§ Instructions to follow
Please restate the lines shown below exactly, every one of them.

---------- Records for the exercise

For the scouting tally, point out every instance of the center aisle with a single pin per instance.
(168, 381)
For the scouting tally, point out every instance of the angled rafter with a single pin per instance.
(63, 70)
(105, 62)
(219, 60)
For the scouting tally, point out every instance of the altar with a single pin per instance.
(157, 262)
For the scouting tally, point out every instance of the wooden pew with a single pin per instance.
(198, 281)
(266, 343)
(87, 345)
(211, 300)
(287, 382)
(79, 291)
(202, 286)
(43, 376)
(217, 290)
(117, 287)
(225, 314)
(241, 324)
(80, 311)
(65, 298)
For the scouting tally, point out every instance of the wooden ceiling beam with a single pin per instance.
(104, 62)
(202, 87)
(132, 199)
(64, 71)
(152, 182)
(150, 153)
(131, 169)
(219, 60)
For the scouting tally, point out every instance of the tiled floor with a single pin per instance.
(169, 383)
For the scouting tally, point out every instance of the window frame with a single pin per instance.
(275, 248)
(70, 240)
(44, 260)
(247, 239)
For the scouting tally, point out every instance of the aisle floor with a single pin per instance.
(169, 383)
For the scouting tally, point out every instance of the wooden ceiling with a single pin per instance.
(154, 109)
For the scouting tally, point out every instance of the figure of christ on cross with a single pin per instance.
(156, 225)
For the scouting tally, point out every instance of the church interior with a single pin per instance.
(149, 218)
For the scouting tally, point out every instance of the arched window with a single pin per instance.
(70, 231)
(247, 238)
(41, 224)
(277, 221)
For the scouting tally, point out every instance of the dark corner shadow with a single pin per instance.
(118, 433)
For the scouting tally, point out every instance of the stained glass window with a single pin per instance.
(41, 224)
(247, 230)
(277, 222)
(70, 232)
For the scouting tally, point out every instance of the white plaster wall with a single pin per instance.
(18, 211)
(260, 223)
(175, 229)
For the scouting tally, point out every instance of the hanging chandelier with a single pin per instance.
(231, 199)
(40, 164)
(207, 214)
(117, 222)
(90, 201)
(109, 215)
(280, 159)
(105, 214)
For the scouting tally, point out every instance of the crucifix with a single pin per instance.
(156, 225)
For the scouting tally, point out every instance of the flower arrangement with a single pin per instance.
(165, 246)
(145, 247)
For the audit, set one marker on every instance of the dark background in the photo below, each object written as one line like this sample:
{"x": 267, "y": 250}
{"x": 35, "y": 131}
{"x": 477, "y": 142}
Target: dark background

--------------------

§ Solved problem
For the scouting tally, point out every instance of the center aisle with a single pin per instance.
(168, 381)
For the scouting tally, point out every instance of the angled rafter with a single pin per instance.
(63, 70)
(105, 62)
(219, 60)
For the scouting tally, point out every instance of the altar with a single pin per instance.
(157, 262)
For the scouting tally, point out every instance of the wooden pew with a single pin per instance.
(198, 281)
(266, 343)
(87, 345)
(211, 300)
(287, 382)
(79, 291)
(202, 286)
(43, 376)
(217, 290)
(117, 287)
(225, 314)
(241, 324)
(80, 311)
(65, 298)
For the scouting tally, point out every instance of the wooden ceiling beam with a single pin per instance.
(104, 62)
(202, 87)
(132, 199)
(64, 71)
(152, 182)
(150, 153)
(131, 169)
(219, 60)
For the scouting tally, point out every instance of the tiled floor with a single pin per instance.
(169, 383)
For the scouting tally, point out every instance of the window frame with a single pin per instance.
(275, 248)
(70, 240)
(44, 260)
(247, 239)
For the scouting tally, point out every instance of the aisle floor with a single pin per instance.
(169, 383)
For the scouting tally, point out every instance of the wooden ceiling with a single pin per instance.
(154, 109)
For the scouting tally, point out every instance of the figure of christ on cross with a single pin per instance.
(156, 225)
For the scouting tally, point out every instance of the church interior with a single pin per instance.
(149, 218)
For the scouting tally, point out every instance of the arched window with a single pin per instance.
(70, 231)
(247, 238)
(41, 224)
(277, 221)
For the scouting tally, point out every instance of the dark corner shadow with a single pin per instance.
(118, 433)
For the scouting tally, point out every instance of the stained glass window with a single pin per instance.
(41, 224)
(247, 230)
(277, 222)
(70, 232)
For the scouting tally, point out every instance of the white plaster wall with a single pin per instance.
(18, 211)
(260, 223)
(175, 229)
For the scouting tally, point out every instance of the hanging chandelier with a single pin per instance.
(231, 199)
(40, 164)
(207, 214)
(117, 222)
(90, 201)
(109, 215)
(280, 159)
(105, 214)
For the scouting tally, point out every instance of the crucifix with a single pin per instance.
(156, 225)
For the scouting tally, point out every instance of the flower arrangement with a single pin per instance.
(165, 246)
(145, 247)
For the audit, set one marker on every instance of the dark background in the photo below, each object written as one line like this sample:
{"x": 267, "y": 250}
{"x": 35, "y": 131}
{"x": 477, "y": 142}
Target: dark background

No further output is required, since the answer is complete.